EXERCISE TEXT:
<<<<

In 1940, when I was about three, my mother planted a small magnolia tree in our backyard. It had come from a friend whose family lived in the heart of agricultural Alabama. This friend believed having the sapling would remind my mother of her childhood days in Selma.

In all my young years of driving around the South, I never saw a magnolia tree growing in a black family’s yard or a black section of town. I concluded that even the trees, like the picture show, water fountains, restrooms, and library, were for “Whites Only.” In 1987, after I had been living in the North for over twenty years, I attended a National Women’s Studies Association conference held at Spelman College in Atlanta, Georgia. Founded in 1880, this black women’s college boasts stately buildings, open grounds, and a solid row of magnolias along its outer fence. As I walked onto campus the first evening, I remembered my earlier impressions of where they could grow.

I caught my breath at their majesty: the trees rising conically, reaching for the sky, their waxy leaves so green as to appear almost black, their branches clotted all the way up with great white blooms. As a child, I believed some giant had placed the blooms among the leaves as a whimsical gesture.

On the ground beneath one tree, I found several brilliant red seed cores from fallen flower heads, full of prickly whiskers that had once held graceful petals in place. In my hand, they were pulpy, and the whiskers sprang back softly when I pushed them against the center.

Also on the ground were several petals from fallen blooms. Picking up one, now a deep ochre, I felt its succulent thickness and realized for the first time what helps keep the blooms intact for so long. These artful petals are actually useful, sucking in each afternoon’s rain, holding moisture against the next day’s relentless heat.

The South and its signs are more complicated than I could know growing up in their midst. My growing up itself was more complicated than I sometimes constructed it. Perhaps, I thought, by studying myself as carefully as I had these magnolias, I could unearth my own mysteries.

It all began when Sara Evans, a feminist colleague in history at the University of Minnesota, taped my memories of the civil rights movement in Birmingham. She enjoined me to write my story since I had been present at events of great historical moment. The project quickly broadened to include early memories of playing with black children, only later to be taught to feel superior to them. Once I had opened that door to my childhood, other powerful scenes crowded into my consciousness. Eventually I shifted from the original focus on race to a more open-ended exploration into the formation of the self I now consider “me.” As I explored my earliest memories of family and my gradual sense that we were different from the black families who lived so near us geographically, I soon found myself enmeshed in other central questions of my growing up: Why did my father call me “Son”? Why did my mother “protect” me from other children? Why did I never tell her the most important things about myself? I saw that the self that I was shaping differed significantly from the one my parents had imagined. I remembered a woman who felt confused and isolated, who was an alcoholic. Yet I also began to connect my developing creativity with a sense of myself as a sexual person, my emergence as a lesbian, and my passion for literature and teaching.

The first edition of this memoir was more than six years in the making, while Part IV took more than ten months to create. That’s an incredibly long time for someone who prefers breaking through plaster walls to sweeping up the debris, washing or hanging out clothes to folding and putting them away, hatching a grand idea to tracing down footnotes or laboring on a third or fourth revision. Often I experienced great frustration, among other things, during this second writing process, thinking: People who liked the initial version will not want to buy or read this new expanded volume, so why am I working all summer to make it clearer? From all that transpired, however, it became clear that much of my story remained to be told, even parts already “covered” in the original edition. Now my part in the process is over, a fact that fills me with excitement and satisfaction. My lingering discomfort with the work’s being read by strangers, however, comes from my sure knowledge that others in this account would tell different stories from the ones that I record. My fantasies are wild: “Someone will sue me,” even though everyone in my family, except my sister Betty, is long dead; “Betty will never speak to me again, deny me my mother’s antiques, turn me from her door when I visit,” though she has adjusted to my telling her that I am a lesbian, an alcoholic, an autobiographer, and someone who found growing up in our family painful as well as wonderful.

None of these things will happen. Instead, I will live with my periodic concern that I have been unfair, lopsided, cruel, vindictive. The act of putting my life onto paper has allowed me to see it more distinctly, both in its worst and best lights. I accept that it is populated by individuals who were who they had to be rather than who I might have wanted them to be. By facing their ghosts, I stand strangely less encumbered by their ideas of me. I think of Virginia Woolf and Maxine Hong Kingston, and keep coming out of the shadows.

>>>>

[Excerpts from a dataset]
<<<<

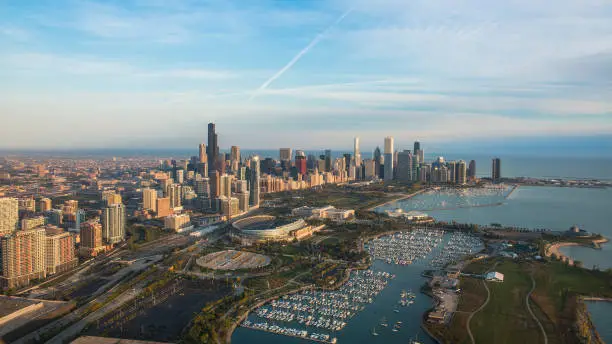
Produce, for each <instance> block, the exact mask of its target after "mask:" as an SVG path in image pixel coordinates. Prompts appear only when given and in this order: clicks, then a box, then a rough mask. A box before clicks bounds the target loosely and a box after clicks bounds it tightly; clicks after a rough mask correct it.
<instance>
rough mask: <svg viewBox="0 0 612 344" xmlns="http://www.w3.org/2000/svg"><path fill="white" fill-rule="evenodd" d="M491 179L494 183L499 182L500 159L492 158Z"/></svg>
mask: <svg viewBox="0 0 612 344" xmlns="http://www.w3.org/2000/svg"><path fill="white" fill-rule="evenodd" d="M491 179H492V180H493V182H494V183H497V182H499V181H500V180H501V159H500V158H494V159H493V163H492V166H491Z"/></svg>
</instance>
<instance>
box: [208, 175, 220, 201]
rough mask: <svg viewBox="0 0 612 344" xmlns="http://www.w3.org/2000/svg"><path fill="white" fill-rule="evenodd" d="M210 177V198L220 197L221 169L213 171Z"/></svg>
mask: <svg viewBox="0 0 612 344" xmlns="http://www.w3.org/2000/svg"><path fill="white" fill-rule="evenodd" d="M208 178H209V179H210V198H218V197H219V195H220V193H221V176H220V174H219V171H211V172H210V174H209V176H208Z"/></svg>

>>>>

TASKS TO PERFORM:
1. Answer these from the memoir excerpt:
(a) In what year did the narrator attend the National Women's Studies Association conference at Spelman College?
(b) Who taped the narrator's memories of the civil rights movement in Birmingham?
(c) How long did Part IV take to create?
2. Put this sentence from the memoir excerpt into Spanish: "In my hand, they were pulpy, and the whiskers sprang back softly when I pushed them against the center."
The records have no connection to the memoir excerpt.

ANSWER SET:
1.
(a) 1987
(b) Sara Evans, a feminist colleague in history at the University of Minnesota
(c) More than ten months

2. En mi mano eran pulposos, y los filamentos volvían suavemente a su sitio cuando los empujaba contra el centro.